> [GIVEN TEXT]:
☆ ☆ ☆ ☆ ☆ ☆ ☆
All wood contains moisture, and for good combustion, firewood will need to be kept for at least six to nine months outdoors and have a moisture content of 20 to 25 percent to burn well and not generate a lot of smoke. Of course, the drier the wood, the more heat you will get back, so the longer you dry it and keep it dry, the more you benefit. When comparing the kinds of firewood, one thing to remember is the denser (or heavier) the wood, the more heat output, given the same moisture content of similar sized pieces.

Firewood less than six inches in diameter can dry as is, over that size and the wood will need to be split in order to "season." Seasoned firewood is easy to spot. The ends will be checked and have gray color. This is important especially if you are buying your firewood. If you are splitting your own wood to dry, stack it in a crisscross fashion to allow the air to circulate through the stack. If possible, do not stack directly on the ground or know that the bottom layer will attract decay fungi and a number of insects, as well as absorb soil moisture. Because of this, do not stack the wood next to the house so it touches the siding either. Stacking it away from the house also will increase airflow.
☆ ☆ ☆ ☆ ☆ ☆ ☆
> [DATA RECORDS]:
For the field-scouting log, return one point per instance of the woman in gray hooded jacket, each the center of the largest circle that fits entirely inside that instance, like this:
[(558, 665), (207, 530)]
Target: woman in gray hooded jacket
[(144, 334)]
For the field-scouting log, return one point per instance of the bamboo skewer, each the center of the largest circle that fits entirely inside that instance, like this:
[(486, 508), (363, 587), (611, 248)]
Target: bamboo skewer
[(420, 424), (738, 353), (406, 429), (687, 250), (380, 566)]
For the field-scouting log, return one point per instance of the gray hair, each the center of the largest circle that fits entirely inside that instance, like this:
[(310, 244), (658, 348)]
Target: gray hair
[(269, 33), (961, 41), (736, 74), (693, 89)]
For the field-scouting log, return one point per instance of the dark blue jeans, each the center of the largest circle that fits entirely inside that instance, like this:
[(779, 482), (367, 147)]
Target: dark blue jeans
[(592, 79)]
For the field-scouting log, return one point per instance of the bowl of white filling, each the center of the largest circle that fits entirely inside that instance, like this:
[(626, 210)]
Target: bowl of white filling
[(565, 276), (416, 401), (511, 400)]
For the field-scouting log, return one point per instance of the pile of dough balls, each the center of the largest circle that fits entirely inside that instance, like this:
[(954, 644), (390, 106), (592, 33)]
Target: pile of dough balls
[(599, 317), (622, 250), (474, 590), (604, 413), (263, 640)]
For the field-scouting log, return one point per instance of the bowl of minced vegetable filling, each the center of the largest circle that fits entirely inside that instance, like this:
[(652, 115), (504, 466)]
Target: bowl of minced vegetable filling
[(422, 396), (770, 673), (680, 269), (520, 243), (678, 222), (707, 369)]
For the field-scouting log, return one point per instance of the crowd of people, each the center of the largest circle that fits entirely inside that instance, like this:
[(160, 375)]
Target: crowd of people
☆ ☆ ☆ ☆ ☆ ☆ ☆
> [SET PROBLEM]: According to the firewood text, what moisture content should firewood have to burn well without much smoke?

> [WRITTEN REPLY]: 20 to 25 percent